DATA ROWS:
= = = =

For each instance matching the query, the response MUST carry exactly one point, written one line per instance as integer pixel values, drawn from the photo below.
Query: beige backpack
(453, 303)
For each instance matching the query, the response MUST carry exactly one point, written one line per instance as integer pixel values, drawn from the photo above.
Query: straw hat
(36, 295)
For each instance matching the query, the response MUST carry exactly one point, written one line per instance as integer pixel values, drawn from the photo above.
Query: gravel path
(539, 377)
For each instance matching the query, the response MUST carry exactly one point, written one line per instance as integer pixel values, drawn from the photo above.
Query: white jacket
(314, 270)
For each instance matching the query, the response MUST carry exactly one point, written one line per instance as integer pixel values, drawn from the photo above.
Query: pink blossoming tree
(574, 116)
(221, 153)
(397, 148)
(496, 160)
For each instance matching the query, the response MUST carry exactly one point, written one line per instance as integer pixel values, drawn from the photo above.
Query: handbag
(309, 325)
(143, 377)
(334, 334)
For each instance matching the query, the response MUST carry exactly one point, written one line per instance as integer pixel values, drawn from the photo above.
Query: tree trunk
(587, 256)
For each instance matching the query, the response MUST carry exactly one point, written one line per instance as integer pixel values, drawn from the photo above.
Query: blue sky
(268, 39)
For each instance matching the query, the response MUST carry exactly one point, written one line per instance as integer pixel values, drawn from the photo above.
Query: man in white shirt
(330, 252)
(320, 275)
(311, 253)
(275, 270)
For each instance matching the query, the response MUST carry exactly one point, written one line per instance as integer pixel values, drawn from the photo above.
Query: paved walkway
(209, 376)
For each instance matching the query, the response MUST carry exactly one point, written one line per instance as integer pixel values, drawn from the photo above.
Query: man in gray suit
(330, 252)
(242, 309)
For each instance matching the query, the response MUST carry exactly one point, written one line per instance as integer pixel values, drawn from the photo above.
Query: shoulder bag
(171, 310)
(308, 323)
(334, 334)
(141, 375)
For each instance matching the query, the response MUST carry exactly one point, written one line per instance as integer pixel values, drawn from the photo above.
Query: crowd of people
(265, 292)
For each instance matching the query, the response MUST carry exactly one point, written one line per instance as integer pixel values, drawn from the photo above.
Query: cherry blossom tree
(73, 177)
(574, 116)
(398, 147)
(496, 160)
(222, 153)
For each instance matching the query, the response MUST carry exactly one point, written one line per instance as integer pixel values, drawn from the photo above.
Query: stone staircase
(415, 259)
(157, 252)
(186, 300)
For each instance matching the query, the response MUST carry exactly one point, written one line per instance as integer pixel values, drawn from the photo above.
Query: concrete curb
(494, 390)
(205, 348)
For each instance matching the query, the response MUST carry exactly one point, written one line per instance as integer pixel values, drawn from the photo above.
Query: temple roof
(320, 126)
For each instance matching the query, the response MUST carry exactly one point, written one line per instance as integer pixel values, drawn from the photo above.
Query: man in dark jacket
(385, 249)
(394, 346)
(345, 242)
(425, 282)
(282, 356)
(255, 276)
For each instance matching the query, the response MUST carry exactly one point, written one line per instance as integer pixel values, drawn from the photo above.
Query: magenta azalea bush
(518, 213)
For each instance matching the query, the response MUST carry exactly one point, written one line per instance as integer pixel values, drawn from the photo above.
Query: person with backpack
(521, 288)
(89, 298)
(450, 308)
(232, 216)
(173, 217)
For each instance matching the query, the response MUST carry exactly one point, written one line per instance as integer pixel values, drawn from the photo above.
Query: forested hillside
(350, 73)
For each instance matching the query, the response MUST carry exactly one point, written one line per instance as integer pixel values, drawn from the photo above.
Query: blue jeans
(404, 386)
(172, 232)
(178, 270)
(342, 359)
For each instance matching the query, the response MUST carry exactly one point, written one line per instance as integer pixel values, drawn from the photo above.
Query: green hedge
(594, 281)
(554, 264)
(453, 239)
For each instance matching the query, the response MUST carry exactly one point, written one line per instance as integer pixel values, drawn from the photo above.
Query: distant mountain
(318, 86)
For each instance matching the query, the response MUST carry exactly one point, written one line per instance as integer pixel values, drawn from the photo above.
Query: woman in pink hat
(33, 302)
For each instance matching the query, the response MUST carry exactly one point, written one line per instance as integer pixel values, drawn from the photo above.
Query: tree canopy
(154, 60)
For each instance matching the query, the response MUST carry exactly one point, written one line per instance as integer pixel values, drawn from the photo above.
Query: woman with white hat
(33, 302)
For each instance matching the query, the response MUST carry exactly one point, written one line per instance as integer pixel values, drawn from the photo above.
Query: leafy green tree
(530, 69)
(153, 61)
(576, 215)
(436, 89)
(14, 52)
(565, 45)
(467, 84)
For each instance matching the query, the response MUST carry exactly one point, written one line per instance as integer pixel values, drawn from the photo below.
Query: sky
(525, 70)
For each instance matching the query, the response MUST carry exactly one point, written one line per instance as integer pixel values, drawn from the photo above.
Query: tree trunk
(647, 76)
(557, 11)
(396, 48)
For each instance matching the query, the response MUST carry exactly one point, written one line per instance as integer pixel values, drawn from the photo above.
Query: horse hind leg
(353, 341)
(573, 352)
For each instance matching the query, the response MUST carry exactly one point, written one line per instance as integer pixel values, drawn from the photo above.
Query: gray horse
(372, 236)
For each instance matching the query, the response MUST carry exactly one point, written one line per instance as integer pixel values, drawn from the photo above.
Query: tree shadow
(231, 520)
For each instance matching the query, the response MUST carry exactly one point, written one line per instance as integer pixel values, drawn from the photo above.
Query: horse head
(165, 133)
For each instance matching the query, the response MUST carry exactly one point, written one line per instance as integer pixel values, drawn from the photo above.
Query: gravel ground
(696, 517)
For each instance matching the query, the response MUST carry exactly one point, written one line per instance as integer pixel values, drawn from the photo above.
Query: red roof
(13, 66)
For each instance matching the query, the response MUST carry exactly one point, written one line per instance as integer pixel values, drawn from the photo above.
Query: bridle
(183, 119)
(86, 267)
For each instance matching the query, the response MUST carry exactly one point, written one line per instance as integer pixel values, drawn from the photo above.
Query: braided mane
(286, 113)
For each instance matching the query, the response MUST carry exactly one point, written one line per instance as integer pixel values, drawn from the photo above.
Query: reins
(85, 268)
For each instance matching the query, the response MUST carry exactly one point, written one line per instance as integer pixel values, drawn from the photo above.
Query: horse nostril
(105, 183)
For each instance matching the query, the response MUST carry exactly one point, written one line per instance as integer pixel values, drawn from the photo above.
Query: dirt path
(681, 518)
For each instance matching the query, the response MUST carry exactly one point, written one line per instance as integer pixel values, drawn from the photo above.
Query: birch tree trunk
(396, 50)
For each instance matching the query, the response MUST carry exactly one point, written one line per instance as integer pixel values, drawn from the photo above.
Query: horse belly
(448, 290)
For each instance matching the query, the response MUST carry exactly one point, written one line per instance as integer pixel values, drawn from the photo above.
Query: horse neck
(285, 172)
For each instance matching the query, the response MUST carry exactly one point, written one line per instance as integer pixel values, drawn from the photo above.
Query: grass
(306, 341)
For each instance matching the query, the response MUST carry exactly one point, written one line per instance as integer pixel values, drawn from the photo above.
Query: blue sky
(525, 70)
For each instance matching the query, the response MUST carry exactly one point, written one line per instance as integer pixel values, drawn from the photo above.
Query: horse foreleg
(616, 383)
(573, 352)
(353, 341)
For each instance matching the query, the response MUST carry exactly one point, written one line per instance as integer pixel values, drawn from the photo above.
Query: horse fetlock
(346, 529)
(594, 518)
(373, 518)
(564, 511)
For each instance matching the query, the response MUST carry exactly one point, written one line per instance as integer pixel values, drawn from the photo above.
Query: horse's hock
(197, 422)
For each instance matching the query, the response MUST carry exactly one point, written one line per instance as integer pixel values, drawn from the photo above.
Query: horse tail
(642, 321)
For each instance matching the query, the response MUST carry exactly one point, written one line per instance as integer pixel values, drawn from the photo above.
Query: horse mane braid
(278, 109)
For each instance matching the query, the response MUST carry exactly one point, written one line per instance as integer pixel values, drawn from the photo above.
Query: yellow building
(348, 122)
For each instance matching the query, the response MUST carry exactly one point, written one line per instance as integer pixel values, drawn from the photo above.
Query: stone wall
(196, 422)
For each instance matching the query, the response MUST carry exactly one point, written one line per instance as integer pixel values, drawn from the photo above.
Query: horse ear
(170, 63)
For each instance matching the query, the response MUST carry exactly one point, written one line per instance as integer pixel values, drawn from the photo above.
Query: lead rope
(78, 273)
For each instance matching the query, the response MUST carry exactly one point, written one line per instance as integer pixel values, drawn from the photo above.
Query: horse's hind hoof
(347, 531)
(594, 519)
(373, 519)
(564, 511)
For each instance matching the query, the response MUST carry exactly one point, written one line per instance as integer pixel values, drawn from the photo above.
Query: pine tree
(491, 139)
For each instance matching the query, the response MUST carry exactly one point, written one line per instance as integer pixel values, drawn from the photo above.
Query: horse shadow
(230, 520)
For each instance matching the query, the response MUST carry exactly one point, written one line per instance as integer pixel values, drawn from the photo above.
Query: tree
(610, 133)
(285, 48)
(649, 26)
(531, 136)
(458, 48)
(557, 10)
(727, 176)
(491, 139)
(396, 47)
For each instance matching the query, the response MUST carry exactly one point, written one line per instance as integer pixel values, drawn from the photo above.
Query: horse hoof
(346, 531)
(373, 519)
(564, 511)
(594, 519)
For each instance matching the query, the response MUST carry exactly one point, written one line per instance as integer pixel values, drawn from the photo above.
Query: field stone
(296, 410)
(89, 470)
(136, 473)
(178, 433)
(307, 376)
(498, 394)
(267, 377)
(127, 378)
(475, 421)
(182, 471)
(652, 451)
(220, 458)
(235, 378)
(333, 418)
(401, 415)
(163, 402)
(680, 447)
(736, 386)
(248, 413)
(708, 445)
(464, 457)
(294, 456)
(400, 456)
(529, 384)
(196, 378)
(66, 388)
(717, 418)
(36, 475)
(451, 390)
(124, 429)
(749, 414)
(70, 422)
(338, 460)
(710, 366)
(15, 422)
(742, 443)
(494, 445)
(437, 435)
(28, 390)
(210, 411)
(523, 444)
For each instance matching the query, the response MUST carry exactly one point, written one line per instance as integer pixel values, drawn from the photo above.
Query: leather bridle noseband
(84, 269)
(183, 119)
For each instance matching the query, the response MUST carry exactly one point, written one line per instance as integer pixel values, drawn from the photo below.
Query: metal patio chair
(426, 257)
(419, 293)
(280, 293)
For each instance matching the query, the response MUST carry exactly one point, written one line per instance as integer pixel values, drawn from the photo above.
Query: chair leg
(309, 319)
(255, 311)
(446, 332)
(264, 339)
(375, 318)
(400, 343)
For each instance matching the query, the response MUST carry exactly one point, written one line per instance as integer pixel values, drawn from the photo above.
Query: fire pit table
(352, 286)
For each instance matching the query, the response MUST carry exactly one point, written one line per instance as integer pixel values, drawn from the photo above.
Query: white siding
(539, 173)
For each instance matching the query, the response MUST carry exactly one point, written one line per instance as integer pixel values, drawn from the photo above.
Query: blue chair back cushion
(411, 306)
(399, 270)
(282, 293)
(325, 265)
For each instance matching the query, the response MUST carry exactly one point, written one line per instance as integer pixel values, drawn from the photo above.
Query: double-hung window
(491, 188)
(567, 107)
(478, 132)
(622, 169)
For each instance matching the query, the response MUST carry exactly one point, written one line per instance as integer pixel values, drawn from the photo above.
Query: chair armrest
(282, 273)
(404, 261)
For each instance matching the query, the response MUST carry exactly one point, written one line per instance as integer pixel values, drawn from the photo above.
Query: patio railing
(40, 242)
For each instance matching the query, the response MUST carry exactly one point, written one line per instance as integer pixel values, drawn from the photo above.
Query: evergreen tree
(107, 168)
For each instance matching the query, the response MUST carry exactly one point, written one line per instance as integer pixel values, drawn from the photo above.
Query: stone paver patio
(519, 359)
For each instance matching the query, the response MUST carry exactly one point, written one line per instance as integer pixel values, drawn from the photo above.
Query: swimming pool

= = = =

TASK GOAL: Pick out each line in the listing above that contains the word "backpack" and copy every such line in full.

TASK ANSWER:
Query: beige backpack
Query: person with backpack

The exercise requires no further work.